### Data listing ###
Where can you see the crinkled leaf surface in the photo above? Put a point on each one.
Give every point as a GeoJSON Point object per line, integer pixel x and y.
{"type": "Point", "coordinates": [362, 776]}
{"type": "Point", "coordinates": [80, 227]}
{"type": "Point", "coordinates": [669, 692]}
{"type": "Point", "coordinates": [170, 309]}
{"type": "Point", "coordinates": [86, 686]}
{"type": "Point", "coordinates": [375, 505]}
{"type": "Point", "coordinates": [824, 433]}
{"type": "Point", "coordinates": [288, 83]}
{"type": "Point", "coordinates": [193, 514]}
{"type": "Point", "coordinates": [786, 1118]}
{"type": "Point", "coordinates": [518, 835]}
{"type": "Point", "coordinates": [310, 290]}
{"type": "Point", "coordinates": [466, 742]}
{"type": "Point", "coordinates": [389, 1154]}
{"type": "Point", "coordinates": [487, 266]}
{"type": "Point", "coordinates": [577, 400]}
###
**Stated goal:**
Copy every line of the entries above, requests included, multiplying each coordinate value in the answers by 1.15 and rounding the result to a whole number, with halves rounded up. Leave all numbers in the requests as they are.

**Result below:**
Where can you see the crinkled leaf surface in the photo above? Put a point on each one.
Give every point as a GeoJSON Point object per line, integer pixel x and y.
{"type": "Point", "coordinates": [416, 892]}
{"type": "Point", "coordinates": [92, 261]}
{"type": "Point", "coordinates": [769, 796]}
{"type": "Point", "coordinates": [196, 355]}
{"type": "Point", "coordinates": [99, 789]}
{"type": "Point", "coordinates": [431, 581]}
{"type": "Point", "coordinates": [948, 498]}
{"type": "Point", "coordinates": [331, 95]}
{"type": "Point", "coordinates": [222, 591]}
{"type": "Point", "coordinates": [904, 1286]}
{"type": "Point", "coordinates": [596, 960]}
{"type": "Point", "coordinates": [357, 334]}
{"type": "Point", "coordinates": [536, 853]}
{"type": "Point", "coordinates": [447, 1327]}
{"type": "Point", "coordinates": [560, 306]}
{"type": "Point", "coordinates": [664, 460]}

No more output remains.